● Textauszug:

====================

Kira Grünberg: Das war eine ganz neue Erfahrung. Am Anfang waren wir uns noch unsicher, wie ich die Fliehkräfte aushalten werde, aber es hat dann richtig Spaß und Lust auf mehr gemacht.
Seit Ihrem tragischen Unfall ist ein Jahr vergangen. Wie geht es Ihnen heute?
Es ist ein ganz anderes Leben, nicht besser oder schlechter – nur eben anders. Es geht mir generell sehr gut, und ich hab mich auf meine neue Lebenssituation eingestellt. Die kleinen Fortschritte, die ich durch tägliches hartes Training erreiche, sind nach wie vor sehr wichtig für mich.
In einem Interview sagten Sie kürzlich, Sie hätten sogar unglaubliche Fortschritte in der Therapie gemacht. Welche Therapien machen Sie derzeit?
Im Moment trainiere ich nahezu jeden Tag mit meinem persönlichen Physiotherapeuten. Wir arbeiten gerade an der Mobilisierung des Trizeps, dessen Funktion ein wichtiger Schritt wäre.
Und wie äußern sich diese Fortschritte in Ihrem Alltag?
Ich kann jetzt zum Beispiel schon beim Kochen und Gemüseschneiden mithelfen, mir einzelne Kleidungsstücke selbst anziehen, auch selbst die Zähne putzen oder die Haare kämmen.
Entspricht dieser großartige Verlauf auch ungefähr jenem, den Ihnen die Ärzte prognostiziert haben?
Nicht wirklich. Die anfänglichen Prognosen waren negativ und nicht sehr ermutigend und stellten mir eigentlich lediglich im Bereich des Kopfes Bewegungen in Aussicht. Es hat uns allen aber gezeigt, wie viel man mit harter Arbeit und täglichem Training erreichen kann.
Der Therapiehund Balu steht Ihnen treu zur Seite. Wie erleichtert er Ihnen den Alltag?
Balu ist ab Jänner ganz bei mir und wird mir bei vielen Dingen helfen können – zum Beispiel beim Aufheben von Dingen, beim Öffnen von Türen und Fenstern, beim Bedienen von Schaltern oder beim Melden eines Notfalls.
Sie fungieren als Botschafterin des ÖOC-Teams der Olympischen Spiele in Rio. Wie sehen hier Ihre Aufgaben aus?
Ich versuche, die Sportler so gut wie möglich zu motivieren, bin mit vielen in persönlichem Kontakt und schreibe zusätzlich einen Blog über die Geschehnisse rund um unsere Olympiaathleten.
Hat unser Team realistische Chancen auf Medaillen?

====================

● Arbeitsauftrag:
Führen Sie das Interview mit Kira Grünberg im Textauszug oben weiter, und zwar im Anschluss an die letzte Frage. Die Zeilen werden hierfür nicht benötigt.

====================

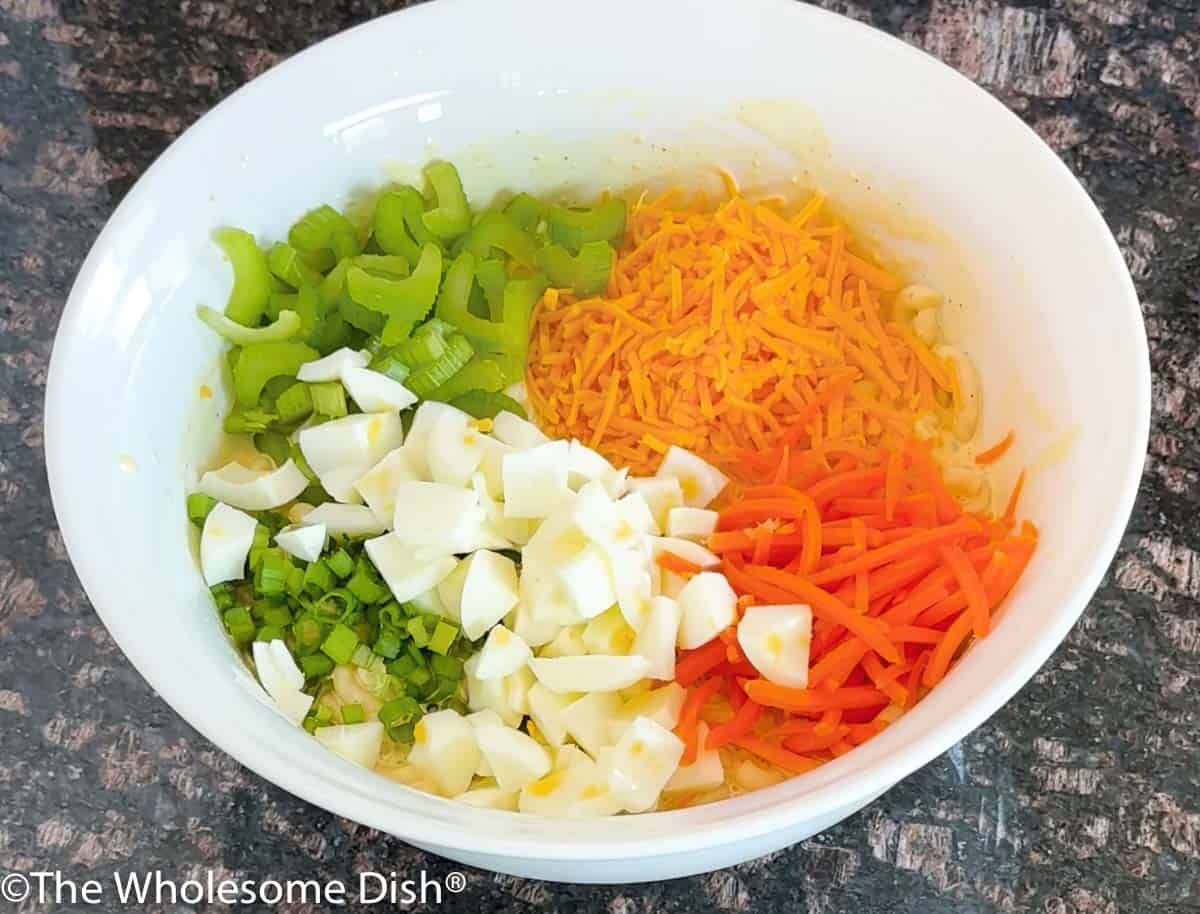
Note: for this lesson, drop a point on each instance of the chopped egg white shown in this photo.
(775, 641)
(407, 573)
(591, 673)
(640, 765)
(375, 391)
(707, 607)
(358, 743)
(225, 543)
(700, 481)
(305, 542)
(503, 654)
(445, 750)
(253, 489)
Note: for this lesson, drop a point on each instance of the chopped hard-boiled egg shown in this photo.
(407, 573)
(305, 542)
(489, 591)
(253, 489)
(700, 481)
(707, 607)
(503, 653)
(591, 673)
(691, 523)
(587, 720)
(437, 516)
(358, 743)
(657, 639)
(514, 757)
(375, 391)
(348, 519)
(282, 679)
(705, 774)
(775, 641)
(444, 747)
(225, 543)
(640, 765)
(333, 366)
(516, 432)
(546, 710)
(535, 480)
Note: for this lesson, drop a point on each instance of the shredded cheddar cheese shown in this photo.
(735, 332)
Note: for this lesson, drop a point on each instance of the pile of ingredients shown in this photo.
(580, 511)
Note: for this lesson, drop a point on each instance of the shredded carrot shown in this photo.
(996, 451)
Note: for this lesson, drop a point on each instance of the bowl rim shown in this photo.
(354, 804)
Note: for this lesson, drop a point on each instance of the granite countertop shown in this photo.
(1081, 797)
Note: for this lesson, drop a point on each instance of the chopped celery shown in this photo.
(573, 228)
(287, 264)
(486, 403)
(251, 276)
(525, 210)
(401, 299)
(286, 326)
(259, 362)
(324, 228)
(586, 272)
(451, 216)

====================

● Erwartete Lösung:
Bei Olympia gelten generell eigene Gesetze, und es ist dort noch viel schwieriger, der Allerbeste zu sein. Für Top-Ten-Platzierung muss schon viel und für eine Medaille eigentlich alles passen.
Aber ich glaube zum Beispiel, dass meine Freundin Lara Vadlau (Anm: eine österreichische Seglerin) realistische Chancen hat. Und auch unseren Judokas traue ich durchaus etwas zu. Für die anderen gilt: Fokussiert bleiben und versuchen, am Tag X alles zu geben!
Sie veröffentlichen am 27. August Ihr erstes Buch mit dem Namen "Mein Sprung in ein neues Leben". Wie kam es zur Idee?
Wir hatten seit dem Tag des Unfalls so viele Anfragen und Interessensbekundungen aus der ganzen Welt. Und mein Manager Tom wurde schon sehr früh auf das Thema "Buch" angesprochen.
Es war uns aber erst einmal wichtig, den weiteren Verlauf meiner Genesung abzuwarten und zu schauen, wie es mir im neuen Leben geht, bevor wir mit einem Buch an die Öffentlichkeit treten. Jetzt weiß ich, dass man auch solche Schicksalsschläge bewältigen kann – und diese Erfahrung möchte ich anderen Menschen mitgeben.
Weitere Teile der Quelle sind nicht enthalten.